Aufgabe>
Ermittle, in wie vielen Zeilen der Datensätze die Zeichenfolge „building“ vorkommt, wobei Groß- und Kleinschreibung zu beachten ist. Gib nur die Zahl an.

[Ein Datenblock]
********************

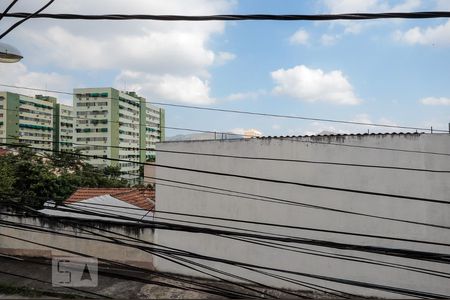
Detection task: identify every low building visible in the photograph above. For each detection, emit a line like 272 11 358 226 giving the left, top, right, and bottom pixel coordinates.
155 133 450 298
41 188 155 223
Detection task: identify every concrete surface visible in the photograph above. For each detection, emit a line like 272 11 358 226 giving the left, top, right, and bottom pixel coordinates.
154 134 450 298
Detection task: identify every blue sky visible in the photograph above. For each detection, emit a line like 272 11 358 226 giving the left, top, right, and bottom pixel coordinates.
0 0 450 135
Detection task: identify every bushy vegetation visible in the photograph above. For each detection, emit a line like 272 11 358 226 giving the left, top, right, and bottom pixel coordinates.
0 148 127 209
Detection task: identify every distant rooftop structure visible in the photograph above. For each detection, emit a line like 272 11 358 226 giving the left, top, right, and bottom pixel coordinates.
257 132 428 139
64 188 155 210
40 188 155 222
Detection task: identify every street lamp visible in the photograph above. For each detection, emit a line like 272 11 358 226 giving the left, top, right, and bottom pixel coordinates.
0 42 23 63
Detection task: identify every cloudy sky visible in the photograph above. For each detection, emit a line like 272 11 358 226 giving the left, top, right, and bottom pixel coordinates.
0 0 450 135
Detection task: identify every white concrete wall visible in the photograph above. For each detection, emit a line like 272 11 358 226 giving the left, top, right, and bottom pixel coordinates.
0 216 153 269
155 134 450 298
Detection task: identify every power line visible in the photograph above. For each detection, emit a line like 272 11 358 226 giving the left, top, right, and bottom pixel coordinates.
10 202 450 264
0 210 338 298
44 206 450 247
4 11 450 21
63 203 450 278
0 103 450 156
0 82 450 133
0 206 444 298
0 0 19 21
1 142 449 229
0 143 450 205
0 134 450 173
0 0 55 40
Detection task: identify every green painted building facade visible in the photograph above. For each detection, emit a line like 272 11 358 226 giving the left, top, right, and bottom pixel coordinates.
0 92 68 151
73 87 165 184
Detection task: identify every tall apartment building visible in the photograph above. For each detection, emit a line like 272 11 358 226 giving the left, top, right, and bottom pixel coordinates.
53 104 75 151
73 88 164 184
0 92 56 150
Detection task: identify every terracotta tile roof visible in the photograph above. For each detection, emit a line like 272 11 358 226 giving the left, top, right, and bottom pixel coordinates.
64 188 155 210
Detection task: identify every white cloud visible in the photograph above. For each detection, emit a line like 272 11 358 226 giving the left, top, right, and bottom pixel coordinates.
214 52 236 66
116 71 215 105
323 0 422 14
231 128 263 138
226 90 267 101
287 113 398 135
394 21 450 46
271 65 361 105
320 34 341 46
419 97 450 105
436 0 450 10
323 0 422 34
9 0 237 104
289 28 309 45
0 63 74 105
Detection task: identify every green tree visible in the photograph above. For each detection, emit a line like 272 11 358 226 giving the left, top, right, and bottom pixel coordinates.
0 147 128 209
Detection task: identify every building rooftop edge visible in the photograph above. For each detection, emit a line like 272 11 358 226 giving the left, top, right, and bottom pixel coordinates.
162 131 450 144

********************

Lösung>
4